To do: The answer must be every line of the records below that contains the word "herb", copied out.

Supplied entries:
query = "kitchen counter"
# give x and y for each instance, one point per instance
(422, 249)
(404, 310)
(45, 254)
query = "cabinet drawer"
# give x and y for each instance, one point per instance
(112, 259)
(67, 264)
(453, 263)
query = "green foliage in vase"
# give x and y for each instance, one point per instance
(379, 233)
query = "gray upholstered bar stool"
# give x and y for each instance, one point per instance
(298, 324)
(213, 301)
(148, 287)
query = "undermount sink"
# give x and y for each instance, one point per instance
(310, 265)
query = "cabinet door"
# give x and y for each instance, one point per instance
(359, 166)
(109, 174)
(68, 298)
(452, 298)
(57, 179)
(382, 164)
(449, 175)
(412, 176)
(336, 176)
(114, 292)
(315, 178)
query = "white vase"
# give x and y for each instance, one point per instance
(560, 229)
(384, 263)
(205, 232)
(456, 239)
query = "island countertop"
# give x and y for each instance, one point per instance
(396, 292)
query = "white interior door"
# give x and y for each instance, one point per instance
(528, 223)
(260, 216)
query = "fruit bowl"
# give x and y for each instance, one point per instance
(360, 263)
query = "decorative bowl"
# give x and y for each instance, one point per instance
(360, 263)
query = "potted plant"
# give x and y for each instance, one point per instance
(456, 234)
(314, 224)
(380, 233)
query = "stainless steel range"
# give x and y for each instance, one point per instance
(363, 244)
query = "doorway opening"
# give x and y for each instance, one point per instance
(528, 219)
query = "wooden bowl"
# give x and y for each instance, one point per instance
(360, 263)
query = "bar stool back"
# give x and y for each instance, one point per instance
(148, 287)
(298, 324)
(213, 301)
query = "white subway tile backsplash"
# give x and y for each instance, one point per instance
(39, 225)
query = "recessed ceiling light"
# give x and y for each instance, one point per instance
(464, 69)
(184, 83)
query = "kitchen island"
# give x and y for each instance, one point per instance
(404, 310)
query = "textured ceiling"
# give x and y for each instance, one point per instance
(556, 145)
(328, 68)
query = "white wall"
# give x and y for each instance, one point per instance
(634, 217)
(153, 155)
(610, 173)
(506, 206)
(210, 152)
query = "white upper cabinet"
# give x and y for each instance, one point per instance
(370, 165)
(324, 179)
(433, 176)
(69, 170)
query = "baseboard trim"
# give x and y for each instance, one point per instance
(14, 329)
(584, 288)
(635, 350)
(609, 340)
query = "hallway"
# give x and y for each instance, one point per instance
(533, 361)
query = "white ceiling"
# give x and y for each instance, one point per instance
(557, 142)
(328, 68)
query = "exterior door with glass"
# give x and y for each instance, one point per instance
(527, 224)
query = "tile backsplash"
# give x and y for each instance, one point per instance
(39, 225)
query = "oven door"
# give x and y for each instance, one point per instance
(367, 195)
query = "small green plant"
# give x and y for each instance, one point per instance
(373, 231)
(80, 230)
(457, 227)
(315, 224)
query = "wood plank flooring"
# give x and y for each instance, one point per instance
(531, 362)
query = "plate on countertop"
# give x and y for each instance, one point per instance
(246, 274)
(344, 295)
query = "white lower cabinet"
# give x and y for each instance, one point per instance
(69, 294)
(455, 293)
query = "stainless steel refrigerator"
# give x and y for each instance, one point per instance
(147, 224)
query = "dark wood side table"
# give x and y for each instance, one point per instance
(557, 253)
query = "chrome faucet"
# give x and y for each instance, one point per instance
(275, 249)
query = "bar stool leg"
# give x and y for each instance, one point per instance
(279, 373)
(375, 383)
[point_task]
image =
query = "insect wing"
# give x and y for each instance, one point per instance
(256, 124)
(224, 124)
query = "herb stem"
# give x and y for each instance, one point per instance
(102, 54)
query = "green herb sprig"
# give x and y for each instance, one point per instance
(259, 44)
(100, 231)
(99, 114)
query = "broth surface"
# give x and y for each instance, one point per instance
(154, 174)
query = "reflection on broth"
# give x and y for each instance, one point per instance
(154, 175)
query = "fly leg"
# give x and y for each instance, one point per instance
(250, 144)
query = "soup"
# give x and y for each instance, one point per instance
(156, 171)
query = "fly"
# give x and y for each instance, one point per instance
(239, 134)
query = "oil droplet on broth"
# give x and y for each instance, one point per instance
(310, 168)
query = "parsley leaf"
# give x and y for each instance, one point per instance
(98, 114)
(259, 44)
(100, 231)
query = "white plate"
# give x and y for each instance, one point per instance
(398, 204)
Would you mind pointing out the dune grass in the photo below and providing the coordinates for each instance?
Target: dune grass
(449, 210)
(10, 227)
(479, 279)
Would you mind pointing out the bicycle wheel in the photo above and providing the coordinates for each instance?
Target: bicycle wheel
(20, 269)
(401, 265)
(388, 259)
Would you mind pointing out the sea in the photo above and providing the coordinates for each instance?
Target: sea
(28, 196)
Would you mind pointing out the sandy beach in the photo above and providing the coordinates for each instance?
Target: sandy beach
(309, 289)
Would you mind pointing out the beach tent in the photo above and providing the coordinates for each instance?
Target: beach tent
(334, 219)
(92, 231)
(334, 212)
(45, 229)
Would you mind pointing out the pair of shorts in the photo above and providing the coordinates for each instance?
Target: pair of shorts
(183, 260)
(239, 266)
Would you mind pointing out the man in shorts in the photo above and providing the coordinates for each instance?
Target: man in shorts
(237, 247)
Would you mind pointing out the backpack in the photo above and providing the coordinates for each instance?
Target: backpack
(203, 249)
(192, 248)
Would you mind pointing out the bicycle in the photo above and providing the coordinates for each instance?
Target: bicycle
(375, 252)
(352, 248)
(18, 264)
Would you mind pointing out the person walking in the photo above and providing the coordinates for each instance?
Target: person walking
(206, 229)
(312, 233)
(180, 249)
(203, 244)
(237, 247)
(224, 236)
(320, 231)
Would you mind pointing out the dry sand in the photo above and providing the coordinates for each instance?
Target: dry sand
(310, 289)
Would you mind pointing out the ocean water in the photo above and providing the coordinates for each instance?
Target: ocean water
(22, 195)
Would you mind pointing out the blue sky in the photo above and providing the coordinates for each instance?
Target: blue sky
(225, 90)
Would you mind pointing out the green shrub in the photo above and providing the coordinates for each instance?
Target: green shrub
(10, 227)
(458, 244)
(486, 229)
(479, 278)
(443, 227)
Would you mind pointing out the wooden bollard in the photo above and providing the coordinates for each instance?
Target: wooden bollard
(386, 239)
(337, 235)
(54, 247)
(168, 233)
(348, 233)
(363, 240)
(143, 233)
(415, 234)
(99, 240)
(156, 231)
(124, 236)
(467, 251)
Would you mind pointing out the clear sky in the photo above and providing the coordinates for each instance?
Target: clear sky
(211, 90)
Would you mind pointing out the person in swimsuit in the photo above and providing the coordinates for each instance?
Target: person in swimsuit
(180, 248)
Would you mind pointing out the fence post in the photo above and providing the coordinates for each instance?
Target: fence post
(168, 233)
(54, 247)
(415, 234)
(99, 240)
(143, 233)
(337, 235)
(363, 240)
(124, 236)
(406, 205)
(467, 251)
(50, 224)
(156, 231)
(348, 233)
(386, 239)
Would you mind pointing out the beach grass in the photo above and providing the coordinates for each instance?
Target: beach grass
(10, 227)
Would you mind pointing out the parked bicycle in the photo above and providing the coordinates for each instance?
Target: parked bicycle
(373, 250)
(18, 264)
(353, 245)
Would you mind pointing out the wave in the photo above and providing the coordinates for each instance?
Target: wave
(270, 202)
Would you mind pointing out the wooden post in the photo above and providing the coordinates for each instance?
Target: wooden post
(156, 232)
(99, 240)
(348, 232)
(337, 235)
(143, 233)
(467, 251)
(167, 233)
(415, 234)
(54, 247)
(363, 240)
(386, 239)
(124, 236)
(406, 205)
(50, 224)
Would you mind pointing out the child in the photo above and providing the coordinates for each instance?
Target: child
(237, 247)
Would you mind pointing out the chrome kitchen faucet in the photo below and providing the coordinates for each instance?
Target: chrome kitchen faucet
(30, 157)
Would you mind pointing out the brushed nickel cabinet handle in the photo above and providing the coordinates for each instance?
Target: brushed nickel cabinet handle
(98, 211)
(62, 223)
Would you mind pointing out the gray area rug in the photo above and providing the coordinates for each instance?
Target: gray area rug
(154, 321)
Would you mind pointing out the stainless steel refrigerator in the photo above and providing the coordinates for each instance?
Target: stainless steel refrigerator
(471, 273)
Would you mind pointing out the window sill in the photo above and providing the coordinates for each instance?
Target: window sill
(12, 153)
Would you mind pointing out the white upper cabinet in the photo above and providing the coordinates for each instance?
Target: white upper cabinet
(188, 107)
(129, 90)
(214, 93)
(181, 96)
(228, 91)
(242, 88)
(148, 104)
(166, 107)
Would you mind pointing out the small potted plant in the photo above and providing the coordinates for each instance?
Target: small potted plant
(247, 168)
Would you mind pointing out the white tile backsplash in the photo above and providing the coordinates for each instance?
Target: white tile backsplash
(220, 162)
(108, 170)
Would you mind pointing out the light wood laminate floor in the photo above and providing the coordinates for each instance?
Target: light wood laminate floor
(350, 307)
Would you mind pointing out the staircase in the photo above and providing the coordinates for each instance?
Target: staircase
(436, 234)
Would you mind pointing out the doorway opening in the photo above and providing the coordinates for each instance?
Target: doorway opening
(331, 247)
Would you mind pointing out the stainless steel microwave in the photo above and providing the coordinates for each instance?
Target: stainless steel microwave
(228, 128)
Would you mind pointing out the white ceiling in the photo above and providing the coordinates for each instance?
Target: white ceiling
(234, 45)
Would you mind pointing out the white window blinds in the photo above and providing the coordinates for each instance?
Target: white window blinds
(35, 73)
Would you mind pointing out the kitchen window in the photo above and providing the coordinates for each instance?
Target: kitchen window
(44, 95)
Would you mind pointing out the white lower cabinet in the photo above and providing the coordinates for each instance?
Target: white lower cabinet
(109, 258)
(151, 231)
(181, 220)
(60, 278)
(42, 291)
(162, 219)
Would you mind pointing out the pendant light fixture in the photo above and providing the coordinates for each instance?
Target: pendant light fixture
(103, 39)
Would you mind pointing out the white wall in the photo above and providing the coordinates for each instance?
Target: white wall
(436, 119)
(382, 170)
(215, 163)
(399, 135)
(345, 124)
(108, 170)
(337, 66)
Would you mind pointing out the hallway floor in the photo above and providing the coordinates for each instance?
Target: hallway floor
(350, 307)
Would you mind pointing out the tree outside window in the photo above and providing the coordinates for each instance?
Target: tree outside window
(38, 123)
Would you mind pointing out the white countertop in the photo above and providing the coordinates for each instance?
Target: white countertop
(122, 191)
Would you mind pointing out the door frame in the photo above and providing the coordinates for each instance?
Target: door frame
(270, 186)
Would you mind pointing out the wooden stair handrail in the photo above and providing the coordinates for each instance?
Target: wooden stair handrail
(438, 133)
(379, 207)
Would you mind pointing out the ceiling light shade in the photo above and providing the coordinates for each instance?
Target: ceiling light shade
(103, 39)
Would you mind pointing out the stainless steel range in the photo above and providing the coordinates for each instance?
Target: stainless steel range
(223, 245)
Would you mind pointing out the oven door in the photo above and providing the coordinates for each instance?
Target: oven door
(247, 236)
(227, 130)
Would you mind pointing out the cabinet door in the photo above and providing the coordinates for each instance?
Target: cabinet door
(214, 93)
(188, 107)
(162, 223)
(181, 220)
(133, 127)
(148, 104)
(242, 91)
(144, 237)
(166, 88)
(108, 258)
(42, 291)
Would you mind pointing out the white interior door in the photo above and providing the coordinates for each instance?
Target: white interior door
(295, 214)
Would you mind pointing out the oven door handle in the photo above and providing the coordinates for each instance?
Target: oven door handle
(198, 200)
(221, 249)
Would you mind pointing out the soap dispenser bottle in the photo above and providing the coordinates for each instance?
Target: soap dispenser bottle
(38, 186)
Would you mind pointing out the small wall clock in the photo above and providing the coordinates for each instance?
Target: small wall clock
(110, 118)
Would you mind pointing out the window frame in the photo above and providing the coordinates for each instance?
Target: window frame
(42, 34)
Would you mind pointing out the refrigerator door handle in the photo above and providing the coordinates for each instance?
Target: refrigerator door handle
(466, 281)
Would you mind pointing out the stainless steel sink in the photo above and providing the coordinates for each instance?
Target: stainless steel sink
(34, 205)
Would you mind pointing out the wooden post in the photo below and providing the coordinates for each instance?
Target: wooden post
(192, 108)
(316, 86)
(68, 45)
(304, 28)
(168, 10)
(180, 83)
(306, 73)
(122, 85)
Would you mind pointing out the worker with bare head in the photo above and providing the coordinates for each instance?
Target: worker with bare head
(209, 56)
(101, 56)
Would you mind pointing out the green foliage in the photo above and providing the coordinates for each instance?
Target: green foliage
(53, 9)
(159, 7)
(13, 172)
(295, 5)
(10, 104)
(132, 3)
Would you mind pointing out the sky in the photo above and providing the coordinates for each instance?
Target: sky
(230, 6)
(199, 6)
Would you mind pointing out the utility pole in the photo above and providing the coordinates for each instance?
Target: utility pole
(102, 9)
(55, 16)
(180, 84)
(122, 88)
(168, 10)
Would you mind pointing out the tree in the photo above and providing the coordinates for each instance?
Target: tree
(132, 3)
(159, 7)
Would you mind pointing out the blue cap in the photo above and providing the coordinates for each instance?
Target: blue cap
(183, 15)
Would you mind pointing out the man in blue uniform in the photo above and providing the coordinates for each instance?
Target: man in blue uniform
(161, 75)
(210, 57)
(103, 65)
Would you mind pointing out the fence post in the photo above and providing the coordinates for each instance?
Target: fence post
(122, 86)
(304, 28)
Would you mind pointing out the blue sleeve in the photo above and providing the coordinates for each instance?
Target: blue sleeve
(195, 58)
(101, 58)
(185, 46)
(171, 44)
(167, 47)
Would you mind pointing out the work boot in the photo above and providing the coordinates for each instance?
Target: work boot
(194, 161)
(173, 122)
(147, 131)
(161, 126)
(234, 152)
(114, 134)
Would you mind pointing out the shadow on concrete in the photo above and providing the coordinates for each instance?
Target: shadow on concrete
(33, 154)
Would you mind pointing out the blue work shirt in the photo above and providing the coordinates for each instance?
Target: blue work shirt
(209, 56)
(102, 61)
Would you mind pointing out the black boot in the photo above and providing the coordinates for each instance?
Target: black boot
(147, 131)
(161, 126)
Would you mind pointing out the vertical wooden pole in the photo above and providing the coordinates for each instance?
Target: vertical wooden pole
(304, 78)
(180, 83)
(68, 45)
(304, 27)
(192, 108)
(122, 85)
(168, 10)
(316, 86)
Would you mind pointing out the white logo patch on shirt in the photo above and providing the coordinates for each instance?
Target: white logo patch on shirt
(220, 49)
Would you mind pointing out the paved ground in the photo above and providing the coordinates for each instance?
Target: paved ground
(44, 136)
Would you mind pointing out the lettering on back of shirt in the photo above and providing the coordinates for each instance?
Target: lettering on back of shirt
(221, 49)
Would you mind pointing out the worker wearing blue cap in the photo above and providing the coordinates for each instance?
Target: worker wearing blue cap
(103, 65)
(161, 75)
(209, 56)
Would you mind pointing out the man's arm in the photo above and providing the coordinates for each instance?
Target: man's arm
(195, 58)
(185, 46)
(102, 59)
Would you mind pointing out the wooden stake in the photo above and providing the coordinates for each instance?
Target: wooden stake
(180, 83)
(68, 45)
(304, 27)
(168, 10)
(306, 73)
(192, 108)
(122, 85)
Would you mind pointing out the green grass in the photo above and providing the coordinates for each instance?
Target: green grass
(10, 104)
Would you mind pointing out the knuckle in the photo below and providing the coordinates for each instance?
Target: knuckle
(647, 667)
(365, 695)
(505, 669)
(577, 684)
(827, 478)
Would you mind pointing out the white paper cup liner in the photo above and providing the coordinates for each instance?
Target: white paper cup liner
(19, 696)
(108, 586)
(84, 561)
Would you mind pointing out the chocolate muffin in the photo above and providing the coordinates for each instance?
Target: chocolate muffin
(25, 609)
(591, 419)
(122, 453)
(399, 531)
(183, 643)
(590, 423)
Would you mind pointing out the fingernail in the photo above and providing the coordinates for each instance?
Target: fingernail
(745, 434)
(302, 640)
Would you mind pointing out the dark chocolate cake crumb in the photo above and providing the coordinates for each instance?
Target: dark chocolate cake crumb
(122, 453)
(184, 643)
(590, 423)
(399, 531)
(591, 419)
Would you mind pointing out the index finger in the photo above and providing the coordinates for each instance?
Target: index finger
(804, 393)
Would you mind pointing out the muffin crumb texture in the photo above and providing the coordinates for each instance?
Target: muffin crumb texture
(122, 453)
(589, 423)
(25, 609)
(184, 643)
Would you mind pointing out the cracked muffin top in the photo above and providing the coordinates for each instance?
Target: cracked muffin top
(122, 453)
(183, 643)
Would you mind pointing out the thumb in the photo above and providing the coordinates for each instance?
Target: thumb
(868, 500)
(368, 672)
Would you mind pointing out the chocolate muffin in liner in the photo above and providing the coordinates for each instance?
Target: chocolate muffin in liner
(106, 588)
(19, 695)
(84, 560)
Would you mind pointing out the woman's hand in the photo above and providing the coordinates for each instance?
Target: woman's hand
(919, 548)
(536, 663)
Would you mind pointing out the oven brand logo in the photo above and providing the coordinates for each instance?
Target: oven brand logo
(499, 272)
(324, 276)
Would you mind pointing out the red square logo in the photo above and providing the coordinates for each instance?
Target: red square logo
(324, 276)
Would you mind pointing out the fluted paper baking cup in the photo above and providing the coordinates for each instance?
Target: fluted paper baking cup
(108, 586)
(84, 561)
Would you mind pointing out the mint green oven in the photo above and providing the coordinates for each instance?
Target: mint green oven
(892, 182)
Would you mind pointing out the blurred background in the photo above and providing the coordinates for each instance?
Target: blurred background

Output below:
query = "herb stem"
query = "green herb sprig"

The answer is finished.